## To be done
Copy the material from the line containing "like x=1033, y=817." through the line containing "x=1270, y=201", changing "tall white pole" to "white flagpole" and leaving everything else as it is. Give only those lines.
┄┄┄┄┄┄
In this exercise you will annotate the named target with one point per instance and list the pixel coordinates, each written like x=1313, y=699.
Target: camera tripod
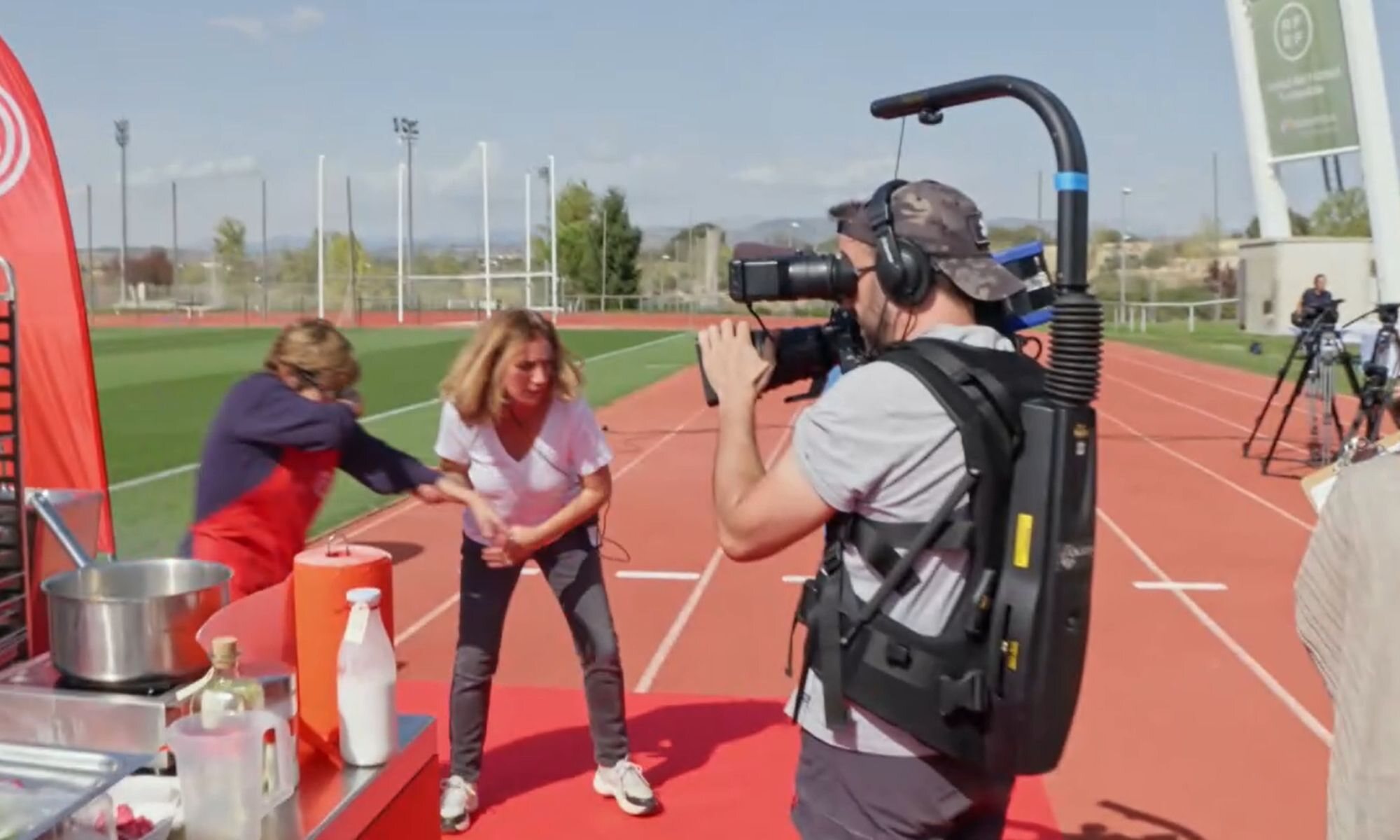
x=1322, y=349
x=1377, y=393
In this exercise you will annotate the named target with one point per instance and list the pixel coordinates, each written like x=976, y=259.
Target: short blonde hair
x=318, y=351
x=474, y=384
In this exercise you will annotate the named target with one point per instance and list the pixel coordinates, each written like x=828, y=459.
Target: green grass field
x=159, y=390
x=1214, y=342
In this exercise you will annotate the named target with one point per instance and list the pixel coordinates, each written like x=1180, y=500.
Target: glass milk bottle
x=366, y=680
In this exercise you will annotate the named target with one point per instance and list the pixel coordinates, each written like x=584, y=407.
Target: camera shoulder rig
x=951, y=691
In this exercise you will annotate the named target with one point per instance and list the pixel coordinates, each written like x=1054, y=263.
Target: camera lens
x=806, y=276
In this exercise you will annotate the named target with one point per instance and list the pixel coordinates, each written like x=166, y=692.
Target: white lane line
x=1212, y=474
x=690, y=607
x=1259, y=671
x=186, y=468
x=531, y=570
x=1180, y=587
x=660, y=576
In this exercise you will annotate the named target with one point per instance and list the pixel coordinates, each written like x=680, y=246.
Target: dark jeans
x=575, y=573
x=849, y=796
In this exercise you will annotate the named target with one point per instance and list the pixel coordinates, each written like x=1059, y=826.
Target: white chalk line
x=668, y=642
x=186, y=468
x=1214, y=629
x=533, y=570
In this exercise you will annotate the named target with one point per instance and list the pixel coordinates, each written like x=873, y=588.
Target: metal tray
x=69, y=780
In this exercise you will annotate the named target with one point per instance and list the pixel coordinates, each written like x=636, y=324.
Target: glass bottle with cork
x=227, y=691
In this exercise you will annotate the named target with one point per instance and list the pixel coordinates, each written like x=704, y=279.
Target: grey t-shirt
x=878, y=444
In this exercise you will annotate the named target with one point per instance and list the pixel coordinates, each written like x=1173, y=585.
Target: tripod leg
x=1289, y=408
x=1279, y=382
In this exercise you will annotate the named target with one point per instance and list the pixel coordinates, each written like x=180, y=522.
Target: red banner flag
x=61, y=430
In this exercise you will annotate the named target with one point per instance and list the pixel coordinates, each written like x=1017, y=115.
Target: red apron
x=260, y=536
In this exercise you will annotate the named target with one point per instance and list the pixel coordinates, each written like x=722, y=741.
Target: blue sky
x=722, y=110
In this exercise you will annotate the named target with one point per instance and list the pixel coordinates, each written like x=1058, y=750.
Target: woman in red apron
x=272, y=451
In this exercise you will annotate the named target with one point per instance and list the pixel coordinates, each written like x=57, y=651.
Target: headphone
x=904, y=270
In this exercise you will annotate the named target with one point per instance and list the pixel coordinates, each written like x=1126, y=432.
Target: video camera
x=1325, y=316
x=813, y=352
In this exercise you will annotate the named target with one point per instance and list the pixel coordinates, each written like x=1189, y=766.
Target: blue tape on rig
x=1072, y=181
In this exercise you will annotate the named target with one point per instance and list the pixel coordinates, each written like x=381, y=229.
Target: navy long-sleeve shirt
x=268, y=463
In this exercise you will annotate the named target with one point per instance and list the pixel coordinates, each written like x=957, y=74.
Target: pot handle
x=41, y=505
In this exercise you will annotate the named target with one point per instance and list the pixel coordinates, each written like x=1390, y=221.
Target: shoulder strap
x=929, y=368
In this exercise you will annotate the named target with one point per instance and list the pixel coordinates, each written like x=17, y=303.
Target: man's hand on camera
x=736, y=370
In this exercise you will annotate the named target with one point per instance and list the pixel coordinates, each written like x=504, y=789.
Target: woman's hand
x=488, y=522
x=512, y=548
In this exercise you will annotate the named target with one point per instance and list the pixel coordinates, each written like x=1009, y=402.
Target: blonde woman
x=519, y=430
x=272, y=451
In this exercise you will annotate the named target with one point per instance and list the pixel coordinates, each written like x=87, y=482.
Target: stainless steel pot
x=130, y=622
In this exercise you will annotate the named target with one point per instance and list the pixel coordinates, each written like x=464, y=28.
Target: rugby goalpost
x=488, y=276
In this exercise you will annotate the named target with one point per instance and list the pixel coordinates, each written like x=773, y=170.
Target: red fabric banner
x=61, y=430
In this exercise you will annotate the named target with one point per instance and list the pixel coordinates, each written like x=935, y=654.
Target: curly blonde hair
x=474, y=384
x=317, y=351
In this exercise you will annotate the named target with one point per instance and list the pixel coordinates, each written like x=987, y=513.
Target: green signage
x=1303, y=72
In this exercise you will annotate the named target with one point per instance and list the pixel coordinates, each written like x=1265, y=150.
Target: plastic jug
x=220, y=771
x=368, y=673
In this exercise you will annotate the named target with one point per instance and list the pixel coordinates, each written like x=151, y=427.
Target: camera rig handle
x=1077, y=330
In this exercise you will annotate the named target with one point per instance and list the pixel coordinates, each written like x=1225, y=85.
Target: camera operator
x=876, y=444
x=1312, y=302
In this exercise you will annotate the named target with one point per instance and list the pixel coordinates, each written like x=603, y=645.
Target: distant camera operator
x=876, y=447
x=1312, y=303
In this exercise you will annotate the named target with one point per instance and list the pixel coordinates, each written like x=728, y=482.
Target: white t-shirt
x=531, y=491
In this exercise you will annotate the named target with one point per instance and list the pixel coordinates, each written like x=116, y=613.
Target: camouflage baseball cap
x=948, y=227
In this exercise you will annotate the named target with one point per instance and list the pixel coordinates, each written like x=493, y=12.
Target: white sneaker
x=625, y=783
x=458, y=806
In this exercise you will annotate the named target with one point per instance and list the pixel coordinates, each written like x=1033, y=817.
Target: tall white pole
x=554, y=243
x=1378, y=158
x=486, y=230
x=321, y=236
x=401, y=241
x=530, y=281
x=1270, y=201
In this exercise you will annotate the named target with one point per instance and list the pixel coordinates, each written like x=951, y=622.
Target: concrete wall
x=1276, y=272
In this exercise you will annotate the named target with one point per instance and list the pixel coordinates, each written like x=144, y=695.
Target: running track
x=1200, y=718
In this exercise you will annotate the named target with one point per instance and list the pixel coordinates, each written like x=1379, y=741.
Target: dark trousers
x=575, y=573
x=849, y=796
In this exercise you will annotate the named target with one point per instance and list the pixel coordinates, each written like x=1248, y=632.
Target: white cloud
x=300, y=20
x=465, y=174
x=303, y=19
x=856, y=176
x=198, y=172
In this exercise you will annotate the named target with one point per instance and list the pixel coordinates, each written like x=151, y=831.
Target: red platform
x=722, y=766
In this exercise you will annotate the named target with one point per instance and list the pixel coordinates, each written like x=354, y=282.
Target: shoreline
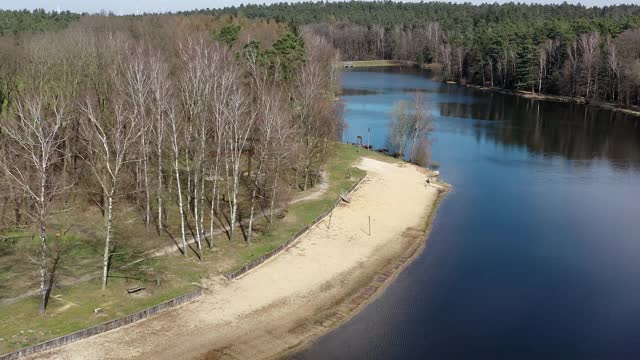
x=558, y=98
x=379, y=282
x=262, y=315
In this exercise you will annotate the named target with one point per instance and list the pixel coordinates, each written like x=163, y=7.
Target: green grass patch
x=71, y=308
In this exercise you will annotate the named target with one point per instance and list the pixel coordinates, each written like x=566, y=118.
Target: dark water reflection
x=536, y=252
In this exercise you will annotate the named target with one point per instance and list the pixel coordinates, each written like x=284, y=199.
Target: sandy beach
x=315, y=284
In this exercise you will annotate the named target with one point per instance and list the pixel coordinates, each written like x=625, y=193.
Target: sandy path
x=316, y=193
x=264, y=312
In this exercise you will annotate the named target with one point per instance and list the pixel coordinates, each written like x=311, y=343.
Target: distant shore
x=558, y=98
x=330, y=273
x=386, y=63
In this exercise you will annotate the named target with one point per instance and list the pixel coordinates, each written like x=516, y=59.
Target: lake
x=535, y=254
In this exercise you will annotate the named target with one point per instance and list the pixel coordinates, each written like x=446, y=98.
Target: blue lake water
x=535, y=254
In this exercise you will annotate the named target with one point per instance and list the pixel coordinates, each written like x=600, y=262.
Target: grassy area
x=71, y=308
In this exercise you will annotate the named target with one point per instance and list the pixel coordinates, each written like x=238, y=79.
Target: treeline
x=17, y=21
x=563, y=49
x=178, y=118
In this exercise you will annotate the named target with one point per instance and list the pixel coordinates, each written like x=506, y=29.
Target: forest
x=562, y=49
x=122, y=134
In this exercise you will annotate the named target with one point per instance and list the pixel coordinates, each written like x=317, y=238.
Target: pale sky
x=131, y=6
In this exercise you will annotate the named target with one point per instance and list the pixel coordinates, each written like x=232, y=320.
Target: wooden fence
x=130, y=319
x=98, y=329
x=270, y=254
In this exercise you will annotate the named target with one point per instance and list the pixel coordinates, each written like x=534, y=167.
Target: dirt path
x=317, y=191
x=282, y=303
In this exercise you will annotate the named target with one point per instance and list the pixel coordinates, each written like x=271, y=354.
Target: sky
x=133, y=6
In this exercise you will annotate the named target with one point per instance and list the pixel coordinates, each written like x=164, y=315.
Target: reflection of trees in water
x=575, y=131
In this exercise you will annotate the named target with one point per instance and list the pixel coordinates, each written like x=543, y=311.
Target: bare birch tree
x=34, y=136
x=109, y=137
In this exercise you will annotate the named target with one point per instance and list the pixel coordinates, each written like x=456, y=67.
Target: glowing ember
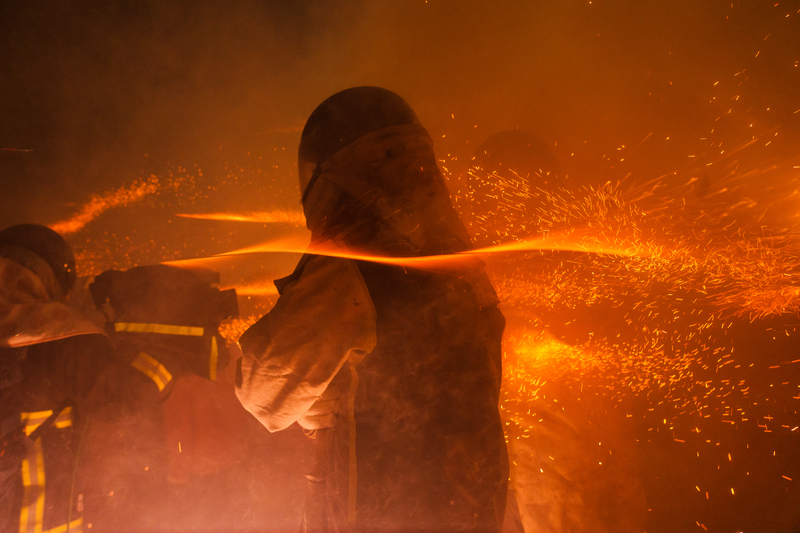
x=97, y=205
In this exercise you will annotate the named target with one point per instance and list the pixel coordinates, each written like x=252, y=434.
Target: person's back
x=396, y=369
x=51, y=360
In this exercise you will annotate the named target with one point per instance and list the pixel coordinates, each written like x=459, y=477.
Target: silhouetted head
x=20, y=241
x=343, y=118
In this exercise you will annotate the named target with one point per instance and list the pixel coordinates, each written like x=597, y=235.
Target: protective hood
x=28, y=315
x=384, y=193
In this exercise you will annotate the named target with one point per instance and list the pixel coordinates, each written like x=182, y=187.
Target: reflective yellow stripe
x=353, y=477
x=34, y=419
x=76, y=526
x=133, y=327
x=152, y=369
x=32, y=513
x=212, y=361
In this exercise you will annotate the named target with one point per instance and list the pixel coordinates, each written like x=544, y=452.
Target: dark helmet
x=48, y=245
x=343, y=118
┄┄┄┄┄┄
## Written response
In this exercise you will annotate the named target with one point per instance and list the pixel coordinates, each written like x=1033, y=817.
Target: white flagpole
x=554, y=243
x=1378, y=158
x=486, y=230
x=321, y=236
x=401, y=241
x=530, y=281
x=1270, y=201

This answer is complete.